++++ Testo fornito ++++

Secondo la ricostruzione fornita dall’autorità tedesca, l’azienda vincitrice, contrariamente a quanto dichiarato nell’offerta presentata, aveva infatti “inviato” alla società madre i dati dei pazienti, attuando un trasferimento invalido ai sensi degli artt. 44 e ss. del GDPR, sulla base di quella che si può definire a tutti gli effetti una presunzione di trasmissione dei dati: ha spiegato al riguardo che, in un contesto così definito, la condivisione di informazioni deve essere ipotizzata anche quando i dati oggetto di interesse risultino meramente accessibili, in forma potenziale, per il Paese terzo, risultando irrilevante che la trasmissione sia effettivamente avvenuta e che il server attraverso il quale i dati sono resi accessibili si trovi all’interno dell’Ue.

++++ Voci fornite ++++

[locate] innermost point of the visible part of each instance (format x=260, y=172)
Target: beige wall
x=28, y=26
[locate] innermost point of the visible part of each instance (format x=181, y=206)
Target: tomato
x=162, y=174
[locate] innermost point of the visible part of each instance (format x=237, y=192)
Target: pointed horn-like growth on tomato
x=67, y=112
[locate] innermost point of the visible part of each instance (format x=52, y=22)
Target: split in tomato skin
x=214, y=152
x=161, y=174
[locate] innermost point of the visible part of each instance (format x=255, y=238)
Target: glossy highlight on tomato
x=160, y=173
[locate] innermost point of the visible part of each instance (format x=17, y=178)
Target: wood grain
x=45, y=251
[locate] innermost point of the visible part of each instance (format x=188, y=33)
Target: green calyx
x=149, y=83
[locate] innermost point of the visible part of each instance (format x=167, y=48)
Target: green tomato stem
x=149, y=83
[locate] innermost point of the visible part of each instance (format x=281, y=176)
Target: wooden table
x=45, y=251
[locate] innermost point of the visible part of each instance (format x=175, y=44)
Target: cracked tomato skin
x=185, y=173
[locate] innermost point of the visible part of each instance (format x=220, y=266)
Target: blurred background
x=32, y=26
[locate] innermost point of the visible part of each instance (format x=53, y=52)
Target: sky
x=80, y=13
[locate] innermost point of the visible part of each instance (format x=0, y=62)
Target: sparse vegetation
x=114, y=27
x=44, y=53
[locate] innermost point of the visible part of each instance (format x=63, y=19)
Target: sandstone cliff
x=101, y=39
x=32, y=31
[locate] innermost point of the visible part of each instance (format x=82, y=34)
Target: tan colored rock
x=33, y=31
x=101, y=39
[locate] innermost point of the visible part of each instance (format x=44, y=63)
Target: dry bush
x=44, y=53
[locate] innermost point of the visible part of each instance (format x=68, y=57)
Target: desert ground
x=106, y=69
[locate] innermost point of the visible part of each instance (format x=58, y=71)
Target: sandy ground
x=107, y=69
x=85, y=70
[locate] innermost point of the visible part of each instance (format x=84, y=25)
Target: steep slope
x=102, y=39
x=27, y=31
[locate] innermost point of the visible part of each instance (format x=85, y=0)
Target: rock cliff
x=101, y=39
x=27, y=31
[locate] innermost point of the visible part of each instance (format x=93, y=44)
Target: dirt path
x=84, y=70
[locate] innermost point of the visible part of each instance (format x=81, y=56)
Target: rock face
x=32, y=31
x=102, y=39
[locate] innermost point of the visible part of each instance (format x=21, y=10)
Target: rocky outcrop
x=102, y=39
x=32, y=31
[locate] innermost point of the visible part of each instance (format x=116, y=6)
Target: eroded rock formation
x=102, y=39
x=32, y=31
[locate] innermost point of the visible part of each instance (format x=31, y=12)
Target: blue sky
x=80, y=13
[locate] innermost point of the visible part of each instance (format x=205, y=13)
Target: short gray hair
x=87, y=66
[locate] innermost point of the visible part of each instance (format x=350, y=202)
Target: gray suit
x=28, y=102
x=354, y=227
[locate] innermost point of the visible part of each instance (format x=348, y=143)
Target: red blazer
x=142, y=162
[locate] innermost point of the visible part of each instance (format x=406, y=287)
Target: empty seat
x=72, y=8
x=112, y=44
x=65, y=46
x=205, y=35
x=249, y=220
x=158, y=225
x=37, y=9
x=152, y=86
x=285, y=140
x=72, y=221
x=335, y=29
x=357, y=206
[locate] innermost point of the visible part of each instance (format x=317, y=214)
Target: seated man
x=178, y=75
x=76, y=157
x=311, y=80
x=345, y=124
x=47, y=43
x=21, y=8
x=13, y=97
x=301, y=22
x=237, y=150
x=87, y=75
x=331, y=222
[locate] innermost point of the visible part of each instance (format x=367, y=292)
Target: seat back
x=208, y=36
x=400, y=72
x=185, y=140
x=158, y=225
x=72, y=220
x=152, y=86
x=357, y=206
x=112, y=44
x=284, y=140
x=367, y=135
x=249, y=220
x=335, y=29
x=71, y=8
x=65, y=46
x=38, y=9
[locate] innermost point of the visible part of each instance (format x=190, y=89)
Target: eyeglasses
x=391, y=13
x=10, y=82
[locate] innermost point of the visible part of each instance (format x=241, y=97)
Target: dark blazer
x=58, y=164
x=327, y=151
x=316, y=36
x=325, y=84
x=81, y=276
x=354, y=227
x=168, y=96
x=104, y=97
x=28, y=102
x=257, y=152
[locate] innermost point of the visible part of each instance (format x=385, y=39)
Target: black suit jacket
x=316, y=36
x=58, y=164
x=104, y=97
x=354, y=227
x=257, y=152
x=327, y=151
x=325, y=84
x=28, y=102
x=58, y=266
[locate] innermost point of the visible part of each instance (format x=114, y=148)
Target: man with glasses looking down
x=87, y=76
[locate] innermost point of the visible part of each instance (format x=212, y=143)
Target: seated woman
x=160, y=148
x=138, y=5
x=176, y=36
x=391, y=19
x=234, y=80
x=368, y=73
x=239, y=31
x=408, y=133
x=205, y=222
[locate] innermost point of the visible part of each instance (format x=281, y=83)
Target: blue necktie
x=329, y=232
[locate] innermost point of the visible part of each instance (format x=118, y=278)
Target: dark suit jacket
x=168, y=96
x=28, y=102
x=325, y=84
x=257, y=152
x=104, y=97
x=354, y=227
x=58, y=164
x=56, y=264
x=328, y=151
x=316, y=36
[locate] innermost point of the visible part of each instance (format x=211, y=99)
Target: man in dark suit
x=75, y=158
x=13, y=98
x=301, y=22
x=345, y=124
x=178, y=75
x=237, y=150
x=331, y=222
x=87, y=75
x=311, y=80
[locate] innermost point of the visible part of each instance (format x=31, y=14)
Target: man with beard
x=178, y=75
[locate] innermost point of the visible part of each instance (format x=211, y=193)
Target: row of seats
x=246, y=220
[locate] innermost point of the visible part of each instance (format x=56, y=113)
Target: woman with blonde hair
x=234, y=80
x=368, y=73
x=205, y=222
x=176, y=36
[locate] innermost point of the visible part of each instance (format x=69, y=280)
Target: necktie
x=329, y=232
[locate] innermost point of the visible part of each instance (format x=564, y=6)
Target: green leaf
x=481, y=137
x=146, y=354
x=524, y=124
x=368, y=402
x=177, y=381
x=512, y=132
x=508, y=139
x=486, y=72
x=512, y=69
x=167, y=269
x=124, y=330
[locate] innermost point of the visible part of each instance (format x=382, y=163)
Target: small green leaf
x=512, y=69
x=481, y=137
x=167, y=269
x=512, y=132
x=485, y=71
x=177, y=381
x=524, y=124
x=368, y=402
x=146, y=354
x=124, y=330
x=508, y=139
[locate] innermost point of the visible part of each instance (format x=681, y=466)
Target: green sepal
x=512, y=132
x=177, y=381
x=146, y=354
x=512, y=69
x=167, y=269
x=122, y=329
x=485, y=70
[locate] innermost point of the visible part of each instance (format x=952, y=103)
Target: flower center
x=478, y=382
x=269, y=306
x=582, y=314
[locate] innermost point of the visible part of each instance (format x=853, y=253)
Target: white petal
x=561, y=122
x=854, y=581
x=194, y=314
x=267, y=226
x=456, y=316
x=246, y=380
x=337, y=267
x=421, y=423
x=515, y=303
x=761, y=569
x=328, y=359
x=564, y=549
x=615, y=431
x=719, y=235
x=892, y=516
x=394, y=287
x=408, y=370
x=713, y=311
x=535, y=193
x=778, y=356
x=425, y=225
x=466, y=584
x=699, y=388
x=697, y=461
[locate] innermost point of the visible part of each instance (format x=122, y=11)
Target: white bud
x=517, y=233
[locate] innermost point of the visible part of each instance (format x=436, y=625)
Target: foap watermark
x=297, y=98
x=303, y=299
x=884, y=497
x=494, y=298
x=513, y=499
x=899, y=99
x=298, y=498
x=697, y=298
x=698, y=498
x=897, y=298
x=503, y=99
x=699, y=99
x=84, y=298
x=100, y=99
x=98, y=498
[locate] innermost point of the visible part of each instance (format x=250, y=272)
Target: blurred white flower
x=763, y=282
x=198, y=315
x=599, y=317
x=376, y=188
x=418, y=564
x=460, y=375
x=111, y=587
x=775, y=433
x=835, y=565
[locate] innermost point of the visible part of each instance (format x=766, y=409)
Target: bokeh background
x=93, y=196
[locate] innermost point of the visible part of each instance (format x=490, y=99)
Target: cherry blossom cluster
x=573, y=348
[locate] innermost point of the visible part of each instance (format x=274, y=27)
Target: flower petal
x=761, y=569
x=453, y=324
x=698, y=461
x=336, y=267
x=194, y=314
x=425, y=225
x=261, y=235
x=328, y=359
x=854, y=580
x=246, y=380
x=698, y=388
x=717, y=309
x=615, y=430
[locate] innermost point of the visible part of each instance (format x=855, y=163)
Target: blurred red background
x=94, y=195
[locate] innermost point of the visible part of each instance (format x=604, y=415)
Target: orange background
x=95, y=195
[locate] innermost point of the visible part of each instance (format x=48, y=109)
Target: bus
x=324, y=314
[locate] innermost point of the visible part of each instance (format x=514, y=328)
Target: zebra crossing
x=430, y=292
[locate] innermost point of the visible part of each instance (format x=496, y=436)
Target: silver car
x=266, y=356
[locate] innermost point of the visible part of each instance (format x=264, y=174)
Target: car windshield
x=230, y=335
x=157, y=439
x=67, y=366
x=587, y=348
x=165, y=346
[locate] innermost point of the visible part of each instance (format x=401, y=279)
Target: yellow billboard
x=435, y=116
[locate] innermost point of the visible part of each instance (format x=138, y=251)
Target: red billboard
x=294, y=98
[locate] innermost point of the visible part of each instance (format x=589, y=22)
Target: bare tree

++++
++++ Voci fornite ++++

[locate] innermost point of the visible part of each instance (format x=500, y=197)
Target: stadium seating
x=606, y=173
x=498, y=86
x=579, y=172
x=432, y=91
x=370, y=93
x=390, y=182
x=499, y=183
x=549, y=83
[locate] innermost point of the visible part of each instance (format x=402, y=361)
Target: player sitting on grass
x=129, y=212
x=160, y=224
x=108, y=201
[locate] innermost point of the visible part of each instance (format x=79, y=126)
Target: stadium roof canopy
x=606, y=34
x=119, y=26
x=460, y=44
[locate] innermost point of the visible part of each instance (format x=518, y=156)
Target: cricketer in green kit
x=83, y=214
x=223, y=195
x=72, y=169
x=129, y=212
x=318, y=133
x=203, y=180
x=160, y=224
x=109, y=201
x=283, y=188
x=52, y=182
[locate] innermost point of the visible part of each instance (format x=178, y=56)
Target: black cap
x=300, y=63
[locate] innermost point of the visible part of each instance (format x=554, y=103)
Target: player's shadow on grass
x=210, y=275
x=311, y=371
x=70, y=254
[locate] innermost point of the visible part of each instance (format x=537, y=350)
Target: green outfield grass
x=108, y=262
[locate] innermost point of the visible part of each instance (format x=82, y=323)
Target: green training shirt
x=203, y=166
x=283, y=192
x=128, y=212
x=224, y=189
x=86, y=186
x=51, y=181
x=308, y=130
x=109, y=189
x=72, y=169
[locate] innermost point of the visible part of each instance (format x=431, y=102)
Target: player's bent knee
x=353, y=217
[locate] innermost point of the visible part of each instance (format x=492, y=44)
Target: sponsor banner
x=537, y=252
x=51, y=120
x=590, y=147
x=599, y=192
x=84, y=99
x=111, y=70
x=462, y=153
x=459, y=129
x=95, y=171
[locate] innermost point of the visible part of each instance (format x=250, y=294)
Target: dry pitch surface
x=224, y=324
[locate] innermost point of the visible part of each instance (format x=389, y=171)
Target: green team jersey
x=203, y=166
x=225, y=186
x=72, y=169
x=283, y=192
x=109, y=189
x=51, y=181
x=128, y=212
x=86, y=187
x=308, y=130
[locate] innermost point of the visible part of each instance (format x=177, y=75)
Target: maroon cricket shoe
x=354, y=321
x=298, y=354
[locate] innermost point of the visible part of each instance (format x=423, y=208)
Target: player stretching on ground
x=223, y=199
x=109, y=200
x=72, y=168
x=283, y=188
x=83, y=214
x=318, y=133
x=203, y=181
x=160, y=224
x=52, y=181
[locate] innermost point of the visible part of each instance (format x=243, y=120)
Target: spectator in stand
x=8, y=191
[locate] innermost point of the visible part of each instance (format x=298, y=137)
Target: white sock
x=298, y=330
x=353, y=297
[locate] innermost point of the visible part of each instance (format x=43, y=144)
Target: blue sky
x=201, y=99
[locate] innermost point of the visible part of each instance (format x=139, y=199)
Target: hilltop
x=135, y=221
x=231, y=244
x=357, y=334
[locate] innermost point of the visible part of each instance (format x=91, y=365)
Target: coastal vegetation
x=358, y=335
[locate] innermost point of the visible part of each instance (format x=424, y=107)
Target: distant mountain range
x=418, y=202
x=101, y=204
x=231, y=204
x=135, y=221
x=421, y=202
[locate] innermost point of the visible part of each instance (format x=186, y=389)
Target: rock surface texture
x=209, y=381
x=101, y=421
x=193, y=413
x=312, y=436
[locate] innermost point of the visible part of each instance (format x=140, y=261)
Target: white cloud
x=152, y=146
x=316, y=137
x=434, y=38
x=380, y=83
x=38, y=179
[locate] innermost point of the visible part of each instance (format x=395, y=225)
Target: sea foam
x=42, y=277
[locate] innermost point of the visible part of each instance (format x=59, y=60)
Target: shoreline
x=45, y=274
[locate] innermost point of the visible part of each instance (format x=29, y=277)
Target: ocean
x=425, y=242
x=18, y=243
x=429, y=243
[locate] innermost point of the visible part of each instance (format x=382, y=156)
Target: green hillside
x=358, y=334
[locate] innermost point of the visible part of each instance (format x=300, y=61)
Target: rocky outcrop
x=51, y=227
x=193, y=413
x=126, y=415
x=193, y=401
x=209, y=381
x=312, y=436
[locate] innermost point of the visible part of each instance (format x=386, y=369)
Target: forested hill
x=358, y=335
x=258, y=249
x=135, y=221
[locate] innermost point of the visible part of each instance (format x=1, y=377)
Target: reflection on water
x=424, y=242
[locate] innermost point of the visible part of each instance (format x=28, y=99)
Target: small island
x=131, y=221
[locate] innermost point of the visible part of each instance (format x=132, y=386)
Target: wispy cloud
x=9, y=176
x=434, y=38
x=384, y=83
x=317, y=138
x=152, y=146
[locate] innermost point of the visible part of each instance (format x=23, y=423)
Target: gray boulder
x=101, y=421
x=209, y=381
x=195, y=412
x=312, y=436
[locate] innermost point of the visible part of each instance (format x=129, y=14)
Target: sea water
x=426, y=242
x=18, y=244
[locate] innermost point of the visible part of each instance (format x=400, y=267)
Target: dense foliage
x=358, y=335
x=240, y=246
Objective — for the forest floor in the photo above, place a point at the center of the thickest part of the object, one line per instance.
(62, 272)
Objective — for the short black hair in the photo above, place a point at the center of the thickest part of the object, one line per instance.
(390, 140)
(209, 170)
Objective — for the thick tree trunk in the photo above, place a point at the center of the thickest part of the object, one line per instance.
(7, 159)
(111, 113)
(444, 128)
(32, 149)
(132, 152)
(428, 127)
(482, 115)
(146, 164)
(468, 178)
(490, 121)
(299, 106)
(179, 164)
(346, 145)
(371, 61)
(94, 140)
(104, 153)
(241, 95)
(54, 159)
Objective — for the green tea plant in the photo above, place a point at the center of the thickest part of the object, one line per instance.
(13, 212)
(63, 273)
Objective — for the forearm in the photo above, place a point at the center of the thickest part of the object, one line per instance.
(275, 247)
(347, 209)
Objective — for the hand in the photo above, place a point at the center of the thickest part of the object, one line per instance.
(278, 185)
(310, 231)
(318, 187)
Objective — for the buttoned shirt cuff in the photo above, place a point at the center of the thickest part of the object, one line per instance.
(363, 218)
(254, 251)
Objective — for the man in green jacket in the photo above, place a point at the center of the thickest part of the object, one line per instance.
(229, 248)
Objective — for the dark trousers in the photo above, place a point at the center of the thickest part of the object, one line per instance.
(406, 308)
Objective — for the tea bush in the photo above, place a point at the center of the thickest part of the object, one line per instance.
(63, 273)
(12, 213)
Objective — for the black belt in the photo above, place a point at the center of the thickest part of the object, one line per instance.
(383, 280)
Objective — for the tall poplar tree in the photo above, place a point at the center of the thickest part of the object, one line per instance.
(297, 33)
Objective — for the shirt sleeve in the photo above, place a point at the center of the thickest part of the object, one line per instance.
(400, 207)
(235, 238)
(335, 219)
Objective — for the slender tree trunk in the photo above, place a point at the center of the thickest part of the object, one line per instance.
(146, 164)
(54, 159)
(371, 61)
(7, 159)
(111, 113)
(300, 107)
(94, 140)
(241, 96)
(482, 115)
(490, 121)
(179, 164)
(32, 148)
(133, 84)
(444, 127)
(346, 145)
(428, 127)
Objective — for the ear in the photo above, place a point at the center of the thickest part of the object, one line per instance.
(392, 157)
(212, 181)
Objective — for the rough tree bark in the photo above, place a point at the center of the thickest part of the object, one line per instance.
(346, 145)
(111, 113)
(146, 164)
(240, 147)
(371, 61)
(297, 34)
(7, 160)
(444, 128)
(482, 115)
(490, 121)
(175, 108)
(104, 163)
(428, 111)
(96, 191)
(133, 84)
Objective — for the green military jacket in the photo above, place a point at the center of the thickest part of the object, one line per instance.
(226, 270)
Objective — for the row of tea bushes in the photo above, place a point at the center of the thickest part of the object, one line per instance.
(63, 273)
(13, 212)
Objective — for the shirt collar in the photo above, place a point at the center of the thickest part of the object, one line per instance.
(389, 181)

++++
++++ Voci fornite ++++

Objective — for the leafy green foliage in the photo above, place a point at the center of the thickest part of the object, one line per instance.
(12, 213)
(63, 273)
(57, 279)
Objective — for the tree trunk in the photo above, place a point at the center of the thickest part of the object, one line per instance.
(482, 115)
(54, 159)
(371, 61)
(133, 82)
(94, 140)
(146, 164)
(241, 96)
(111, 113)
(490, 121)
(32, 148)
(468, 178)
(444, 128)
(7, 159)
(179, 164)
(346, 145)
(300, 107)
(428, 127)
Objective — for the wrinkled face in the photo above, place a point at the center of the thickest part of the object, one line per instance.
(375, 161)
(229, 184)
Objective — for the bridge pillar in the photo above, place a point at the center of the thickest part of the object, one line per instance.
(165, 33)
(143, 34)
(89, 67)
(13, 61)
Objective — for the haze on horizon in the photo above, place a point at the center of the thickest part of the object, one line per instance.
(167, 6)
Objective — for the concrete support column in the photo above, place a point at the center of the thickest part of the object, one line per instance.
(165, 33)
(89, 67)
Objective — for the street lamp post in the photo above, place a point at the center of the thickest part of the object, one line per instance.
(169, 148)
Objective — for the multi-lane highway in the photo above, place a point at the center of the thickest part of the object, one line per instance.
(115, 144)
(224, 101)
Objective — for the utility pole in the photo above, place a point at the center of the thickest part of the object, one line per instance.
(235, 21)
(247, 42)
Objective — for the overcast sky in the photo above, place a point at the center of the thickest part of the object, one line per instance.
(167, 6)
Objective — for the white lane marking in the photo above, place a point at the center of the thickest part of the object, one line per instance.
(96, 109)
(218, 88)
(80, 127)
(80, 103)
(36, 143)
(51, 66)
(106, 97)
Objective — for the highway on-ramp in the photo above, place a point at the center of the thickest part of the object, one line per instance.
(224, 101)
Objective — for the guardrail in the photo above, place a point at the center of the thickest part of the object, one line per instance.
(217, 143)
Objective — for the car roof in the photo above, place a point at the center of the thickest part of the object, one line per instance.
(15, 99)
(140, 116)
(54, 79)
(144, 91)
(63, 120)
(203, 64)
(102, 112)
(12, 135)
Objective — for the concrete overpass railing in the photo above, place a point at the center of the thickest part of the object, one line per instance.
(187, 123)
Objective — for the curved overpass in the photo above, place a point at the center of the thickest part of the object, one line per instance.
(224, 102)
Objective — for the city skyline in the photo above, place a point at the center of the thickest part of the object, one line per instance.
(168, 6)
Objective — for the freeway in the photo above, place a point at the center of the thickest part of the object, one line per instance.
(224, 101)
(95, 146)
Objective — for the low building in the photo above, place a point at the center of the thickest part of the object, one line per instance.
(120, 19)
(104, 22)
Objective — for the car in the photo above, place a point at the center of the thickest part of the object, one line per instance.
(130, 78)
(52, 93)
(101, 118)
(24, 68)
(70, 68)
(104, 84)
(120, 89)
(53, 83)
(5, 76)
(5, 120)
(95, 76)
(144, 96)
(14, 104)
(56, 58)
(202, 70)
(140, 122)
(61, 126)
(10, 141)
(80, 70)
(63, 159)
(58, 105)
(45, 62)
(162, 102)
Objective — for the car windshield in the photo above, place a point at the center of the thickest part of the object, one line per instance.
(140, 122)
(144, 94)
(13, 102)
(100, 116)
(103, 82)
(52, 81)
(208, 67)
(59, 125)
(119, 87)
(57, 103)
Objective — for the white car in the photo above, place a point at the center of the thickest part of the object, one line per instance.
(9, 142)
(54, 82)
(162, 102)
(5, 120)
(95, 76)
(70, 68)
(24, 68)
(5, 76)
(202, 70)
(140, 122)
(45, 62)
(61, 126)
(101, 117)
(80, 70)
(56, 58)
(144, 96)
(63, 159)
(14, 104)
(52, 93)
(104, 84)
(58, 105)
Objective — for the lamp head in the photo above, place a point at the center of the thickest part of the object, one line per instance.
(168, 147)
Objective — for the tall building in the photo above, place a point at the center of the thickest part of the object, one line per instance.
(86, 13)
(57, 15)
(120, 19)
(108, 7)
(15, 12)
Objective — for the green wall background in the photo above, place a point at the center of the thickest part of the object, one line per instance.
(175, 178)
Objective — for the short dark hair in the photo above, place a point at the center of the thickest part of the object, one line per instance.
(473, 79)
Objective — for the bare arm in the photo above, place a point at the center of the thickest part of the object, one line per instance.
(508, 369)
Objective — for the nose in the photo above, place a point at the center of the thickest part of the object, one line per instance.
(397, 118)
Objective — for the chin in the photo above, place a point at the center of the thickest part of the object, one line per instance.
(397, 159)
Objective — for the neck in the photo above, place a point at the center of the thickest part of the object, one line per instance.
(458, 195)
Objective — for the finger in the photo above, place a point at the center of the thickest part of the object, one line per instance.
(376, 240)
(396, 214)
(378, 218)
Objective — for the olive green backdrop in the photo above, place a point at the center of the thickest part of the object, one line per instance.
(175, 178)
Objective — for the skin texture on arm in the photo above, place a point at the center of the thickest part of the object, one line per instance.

++++

> Compiti ed esercizi:
1/ Nel testo sul trasferimento dei dati, perché il trasferimento è considerato avvenuto anche senza la prova di un invio effettivo? Rispondi in una o due frasi.
2/ Riscrivi il passo del testo sul trasferimento dei dati che comincia con "Secondo la ricostruzione" e si chiude con "trovi all’interno dell’Ue.", sostituendo "società madre" con "capogruppo".
Le voci non servono per svolgere i compiti.

> Risultati:
1/ Secondo l'autorità tedesca, in un contesto così definito la condivisione di informazioni va ipotizzata anche quando i dati sono soltanto accessibili in forma potenziale per il Paese terzo. È quindi irrilevante che la trasmissione sia davvero avvenuta e che il server si trovi all'interno dell'Ue.

2/
Secondo la ricostruzione fornita dall’autorità tedesca, l’azienda vincitrice, contrariamente a quanto dichiarato nell’offerta presentata, aveva infatti “inviato” alla capogruppo i dati dei pazienti, attuando un trasferimento invalido ai sensi degli artt. 44 e ss. del GDPR, sulla base di quella che si può definire a tutti gli effetti una presunzione di trasmissione dei dati: ha spiegato al riguardo che, in un contesto così definito, la condivisione di informazioni deve essere ipotizzata anche quando i dati oggetto di interesse risultino meramente accessibili, in forma potenziale, per il Paese terzo, risultando irrilevante che la trasmissione sia effettivamente avvenuta e che il server attraverso il quale i dati sono resi accessibili si trovi all’interno dell’Ue.